Lines before the one containing "the man's blond" are excluded; print that line and every line after it through the end of the material below, exactly.

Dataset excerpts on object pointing
* begin *

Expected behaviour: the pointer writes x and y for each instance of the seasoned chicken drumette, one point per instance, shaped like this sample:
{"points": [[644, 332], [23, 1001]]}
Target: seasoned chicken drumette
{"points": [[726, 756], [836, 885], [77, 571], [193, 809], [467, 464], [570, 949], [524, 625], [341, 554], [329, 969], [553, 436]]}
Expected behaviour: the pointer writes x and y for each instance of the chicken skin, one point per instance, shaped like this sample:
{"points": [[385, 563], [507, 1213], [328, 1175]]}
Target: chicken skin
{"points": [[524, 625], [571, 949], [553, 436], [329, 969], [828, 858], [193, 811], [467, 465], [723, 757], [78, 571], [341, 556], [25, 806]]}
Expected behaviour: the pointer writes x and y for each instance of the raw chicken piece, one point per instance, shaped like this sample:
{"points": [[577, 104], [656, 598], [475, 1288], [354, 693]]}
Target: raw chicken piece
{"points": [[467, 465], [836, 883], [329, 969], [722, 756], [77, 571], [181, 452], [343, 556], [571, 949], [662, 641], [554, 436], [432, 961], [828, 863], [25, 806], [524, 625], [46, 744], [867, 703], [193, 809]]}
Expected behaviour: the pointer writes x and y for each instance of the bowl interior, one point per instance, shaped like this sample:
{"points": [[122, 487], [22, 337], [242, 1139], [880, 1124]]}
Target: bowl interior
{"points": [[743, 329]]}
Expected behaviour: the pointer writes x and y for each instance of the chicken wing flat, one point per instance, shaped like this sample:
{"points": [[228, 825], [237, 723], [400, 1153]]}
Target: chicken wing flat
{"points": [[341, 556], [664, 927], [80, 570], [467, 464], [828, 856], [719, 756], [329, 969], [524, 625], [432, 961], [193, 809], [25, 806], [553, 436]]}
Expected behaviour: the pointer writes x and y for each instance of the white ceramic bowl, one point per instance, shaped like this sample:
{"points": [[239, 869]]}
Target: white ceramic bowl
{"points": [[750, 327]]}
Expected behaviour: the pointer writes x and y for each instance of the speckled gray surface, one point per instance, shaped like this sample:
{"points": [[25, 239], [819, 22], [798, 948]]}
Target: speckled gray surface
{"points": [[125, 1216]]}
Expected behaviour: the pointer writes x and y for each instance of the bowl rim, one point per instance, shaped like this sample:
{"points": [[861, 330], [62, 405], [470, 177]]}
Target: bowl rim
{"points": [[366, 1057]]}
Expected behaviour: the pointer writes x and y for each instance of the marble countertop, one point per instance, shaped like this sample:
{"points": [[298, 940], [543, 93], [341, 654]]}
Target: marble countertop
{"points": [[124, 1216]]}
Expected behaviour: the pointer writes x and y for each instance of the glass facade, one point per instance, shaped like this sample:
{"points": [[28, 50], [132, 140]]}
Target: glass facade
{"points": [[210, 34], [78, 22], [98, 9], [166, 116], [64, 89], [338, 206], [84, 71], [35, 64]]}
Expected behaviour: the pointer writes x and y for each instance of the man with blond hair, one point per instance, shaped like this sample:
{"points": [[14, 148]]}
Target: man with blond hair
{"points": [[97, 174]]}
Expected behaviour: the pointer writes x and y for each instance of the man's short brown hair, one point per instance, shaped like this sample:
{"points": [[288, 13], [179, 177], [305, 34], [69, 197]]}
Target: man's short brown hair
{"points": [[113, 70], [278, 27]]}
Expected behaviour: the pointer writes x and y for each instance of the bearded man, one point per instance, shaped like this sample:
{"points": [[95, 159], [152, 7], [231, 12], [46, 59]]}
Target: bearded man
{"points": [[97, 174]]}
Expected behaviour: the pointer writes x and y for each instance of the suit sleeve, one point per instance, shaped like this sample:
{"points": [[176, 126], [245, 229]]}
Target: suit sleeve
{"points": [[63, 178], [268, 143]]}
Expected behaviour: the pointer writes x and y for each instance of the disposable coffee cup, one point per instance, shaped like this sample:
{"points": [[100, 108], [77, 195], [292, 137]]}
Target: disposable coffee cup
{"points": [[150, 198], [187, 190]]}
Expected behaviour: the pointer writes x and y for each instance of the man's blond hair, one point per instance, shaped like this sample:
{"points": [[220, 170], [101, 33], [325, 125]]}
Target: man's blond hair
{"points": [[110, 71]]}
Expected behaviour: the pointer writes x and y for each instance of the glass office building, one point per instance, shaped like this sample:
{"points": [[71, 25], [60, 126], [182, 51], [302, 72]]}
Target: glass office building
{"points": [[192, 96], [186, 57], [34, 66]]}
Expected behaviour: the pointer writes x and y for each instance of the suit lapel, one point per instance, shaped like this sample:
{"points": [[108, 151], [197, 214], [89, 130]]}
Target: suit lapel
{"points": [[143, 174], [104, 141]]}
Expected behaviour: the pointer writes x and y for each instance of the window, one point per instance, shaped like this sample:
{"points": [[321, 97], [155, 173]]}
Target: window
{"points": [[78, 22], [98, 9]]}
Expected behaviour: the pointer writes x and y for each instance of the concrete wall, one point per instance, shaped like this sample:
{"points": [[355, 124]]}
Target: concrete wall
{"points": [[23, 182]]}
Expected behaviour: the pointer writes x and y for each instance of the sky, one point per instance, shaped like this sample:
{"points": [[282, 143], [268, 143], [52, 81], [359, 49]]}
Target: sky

* end *

Full solution:
Expected behaviour: the pointer writes x and y for each instance of the man's blond hair, one point per instance, shaped like this sample:
{"points": [[220, 170], [101, 33], [325, 125]]}
Target: man's blond hair
{"points": [[110, 71]]}
Expected behaviour: the pointer writes x and y for each instance of the glass office building, one point per instance, shaped like this sample:
{"points": [[71, 25], [60, 126], [182, 51], [302, 72]]}
Target: glass office building
{"points": [[192, 96], [186, 57], [34, 66]]}
Expected behaviour: the pointer writes x and y for each instance of the suit lapel, one point per instance, shaped like this sample:
{"points": [[108, 151], [197, 214], [89, 130]]}
Target: suit lapel
{"points": [[143, 174], [104, 141]]}
Expected behaviour: the pointer writes x and y for each instance of the window, one point per instance, shaped like this sample:
{"points": [[321, 97], [155, 173]]}
Target: window
{"points": [[78, 22], [98, 9]]}
Expected behaviour: the pointer writes x and y for each instance of the concrete wall, one point per instance, shaped like this sample:
{"points": [[355, 124]]}
Target: concrete wall
{"points": [[23, 182]]}
Expected behaviour: the pointer writes x and y for each instance of the sky, one point per instance, shaped like this sample:
{"points": [[282, 143], [268, 143], [52, 81], [359, 49]]}
Target: sky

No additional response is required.